Problems to solve:
**1.** In the opinion piece on Arizona education, what three things are said about the state's student funding formula?
**2.** Revise the opinion piece on Arizona education from "Arizona’s academic gains" to "or prevent them.", putting "health crisis" in place of "pandemic".
**3.** Do these statements agree with the opinion piece on Arizona education? Answer yes or no for each, quoting the words that decide it. (a) The student funding formula applies only in some parts of the state. (b) Policies can create schooling successes on their own. (c) A successful education happens at the individual school.

Document extract:
__________________________________________________
Guest Opinion//April 3, 2023
Arizona’s education story over the past three decades arose from a focus on some large-scale policy changes whose existence allowed educators to bring our public system of schooling to the top of the nation in academic achievement gains. With much left to do, we cannot reverse the policies that led to this progress for students.
Arizona’s academic gains were partially reversed when the pandemic led too many students to lose out on instruction and the joys of being together in person with friends and trusted teachers. Clearly, this plays a fundamentally important role in academic success, and as a nation, we went against our better instincts.
The current moment demands that we honestly assess the policies and subsequent actions that led to better outcomes for students. The correct decisions now are urgently needed.
While academic advantages begin in the home and according to choices parents either can or cannot make on behalf of their children, a successful education happens at the individual school, in interactions between teachers and students. Period. No policies can create those schooling successes – policies either enable them or prevent them.
Arizona’s most successful policies have empowered parents and school leaders by doing a few key things: First, our student funding formula is applied statewide, is based on individual student needs, and moves with the student. The state has repeatedly sought to make sure that equitable and dedicated funds follow students ALL THE WAY into the school or learning environment that their family chooses.
__________________________________________________
Material shown:
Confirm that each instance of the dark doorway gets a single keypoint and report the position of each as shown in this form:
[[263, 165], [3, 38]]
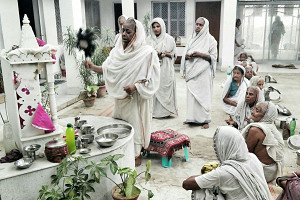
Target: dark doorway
[[212, 12], [118, 12]]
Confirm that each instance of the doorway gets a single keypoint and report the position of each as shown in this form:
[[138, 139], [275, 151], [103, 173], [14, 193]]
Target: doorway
[[118, 12], [212, 12]]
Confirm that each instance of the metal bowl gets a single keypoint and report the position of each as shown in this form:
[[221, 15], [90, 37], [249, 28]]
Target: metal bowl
[[90, 138], [122, 130], [107, 139], [23, 163]]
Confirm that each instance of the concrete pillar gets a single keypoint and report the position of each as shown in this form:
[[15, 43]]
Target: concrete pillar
[[71, 15], [227, 33], [10, 23], [128, 8]]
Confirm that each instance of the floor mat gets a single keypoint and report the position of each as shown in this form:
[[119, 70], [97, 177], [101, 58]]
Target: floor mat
[[56, 82], [274, 190], [106, 112]]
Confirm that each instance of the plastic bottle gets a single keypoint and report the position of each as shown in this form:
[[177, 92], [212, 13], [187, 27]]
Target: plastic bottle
[[293, 126], [8, 137], [70, 138]]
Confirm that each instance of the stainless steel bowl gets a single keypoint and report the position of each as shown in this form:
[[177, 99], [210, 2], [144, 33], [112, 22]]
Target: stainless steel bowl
[[107, 139], [24, 163], [122, 130], [90, 138]]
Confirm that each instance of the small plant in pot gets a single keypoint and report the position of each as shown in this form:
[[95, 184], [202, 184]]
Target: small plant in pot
[[128, 189], [89, 95]]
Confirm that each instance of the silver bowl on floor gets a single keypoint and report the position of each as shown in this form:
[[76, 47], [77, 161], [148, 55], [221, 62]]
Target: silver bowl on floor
[[23, 163], [122, 130], [107, 139]]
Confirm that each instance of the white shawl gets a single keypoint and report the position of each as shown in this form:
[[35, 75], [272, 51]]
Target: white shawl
[[273, 140], [126, 67], [238, 95], [202, 42], [243, 110], [165, 43], [232, 152]]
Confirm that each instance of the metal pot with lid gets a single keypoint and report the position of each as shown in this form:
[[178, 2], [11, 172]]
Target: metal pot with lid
[[56, 150]]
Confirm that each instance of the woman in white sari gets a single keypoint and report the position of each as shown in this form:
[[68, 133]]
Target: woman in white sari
[[132, 74], [164, 100], [240, 175], [198, 67], [234, 89]]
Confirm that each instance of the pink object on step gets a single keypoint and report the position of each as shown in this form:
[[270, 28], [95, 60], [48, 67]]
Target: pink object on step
[[42, 120]]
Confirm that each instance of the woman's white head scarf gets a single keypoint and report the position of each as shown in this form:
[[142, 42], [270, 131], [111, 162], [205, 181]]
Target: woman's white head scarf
[[232, 152], [128, 66]]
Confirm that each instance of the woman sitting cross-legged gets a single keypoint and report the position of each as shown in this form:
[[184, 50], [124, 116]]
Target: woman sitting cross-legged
[[235, 88], [240, 175], [242, 115]]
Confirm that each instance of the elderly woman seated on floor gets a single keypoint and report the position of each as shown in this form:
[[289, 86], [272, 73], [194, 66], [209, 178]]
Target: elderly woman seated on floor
[[240, 175], [242, 115], [234, 88], [259, 82], [264, 140]]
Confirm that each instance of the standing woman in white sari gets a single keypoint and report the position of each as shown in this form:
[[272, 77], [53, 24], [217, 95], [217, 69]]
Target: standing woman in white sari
[[198, 67], [164, 100], [131, 74], [234, 89]]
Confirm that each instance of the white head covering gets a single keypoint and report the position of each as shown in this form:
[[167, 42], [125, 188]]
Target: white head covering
[[273, 140], [202, 42], [161, 37], [127, 66], [232, 152]]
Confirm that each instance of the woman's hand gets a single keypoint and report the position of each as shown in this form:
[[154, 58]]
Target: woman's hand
[[129, 89]]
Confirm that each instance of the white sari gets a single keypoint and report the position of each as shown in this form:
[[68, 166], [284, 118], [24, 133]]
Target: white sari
[[199, 72], [229, 109], [164, 100], [138, 64]]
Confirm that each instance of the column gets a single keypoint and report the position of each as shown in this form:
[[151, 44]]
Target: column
[[128, 8], [227, 33]]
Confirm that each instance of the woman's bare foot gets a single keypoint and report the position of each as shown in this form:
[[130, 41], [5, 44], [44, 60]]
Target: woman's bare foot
[[138, 161], [205, 126]]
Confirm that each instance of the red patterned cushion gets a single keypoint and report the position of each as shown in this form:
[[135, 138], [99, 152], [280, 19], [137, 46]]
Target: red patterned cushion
[[166, 142]]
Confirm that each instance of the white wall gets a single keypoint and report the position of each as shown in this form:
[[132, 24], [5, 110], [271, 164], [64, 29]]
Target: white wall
[[10, 23]]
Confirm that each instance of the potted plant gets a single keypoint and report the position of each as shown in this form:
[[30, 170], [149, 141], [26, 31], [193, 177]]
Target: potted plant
[[75, 178], [128, 189]]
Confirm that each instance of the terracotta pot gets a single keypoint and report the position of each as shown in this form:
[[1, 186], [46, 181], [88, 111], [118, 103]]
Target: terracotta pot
[[101, 92], [115, 193], [89, 102]]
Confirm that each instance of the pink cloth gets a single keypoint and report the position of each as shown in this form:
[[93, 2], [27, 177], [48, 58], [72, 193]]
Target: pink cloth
[[42, 120]]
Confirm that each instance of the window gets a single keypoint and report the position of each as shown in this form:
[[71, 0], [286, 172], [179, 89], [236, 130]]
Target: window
[[173, 14]]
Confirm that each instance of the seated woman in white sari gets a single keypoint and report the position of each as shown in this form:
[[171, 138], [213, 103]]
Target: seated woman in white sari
[[131, 74], [259, 82], [240, 175], [235, 88], [264, 140], [164, 100], [242, 115]]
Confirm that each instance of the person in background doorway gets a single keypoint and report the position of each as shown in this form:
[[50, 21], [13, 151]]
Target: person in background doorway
__________________________________________________
Problem solutions:
**1.** It is applied statewide, is based on individual student needs, and moves with the student.

**2.**
Arizona’s academic gains were partially reversed when the health crisis led too many students to lose out on instruction and the joys of being together in person with friends and trusted teachers. Clearly, this plays a fundamentally important role in academic success, and as a nation, we went against our better instincts.
The current moment demands that we honestly assess the policies and subsequent actions that led to better outcomes for students. The correct decisions now are urgently needed.
While academic advantages begin in the home and according to choices parents either can or cannot make on behalf of their children, a successful education happens at the individual school, in interactions between teachers and students. Period. No policies can create those schooling successes – policies either enable them or prevent them.

**3.**
(a) No: "our student funding formula is applied statewide."
(b) No: "No policies can create those schooling successes – policies either enable them or prevent them."
(c) Yes: "a successful education happens at the individual school, in interactions between teachers and students."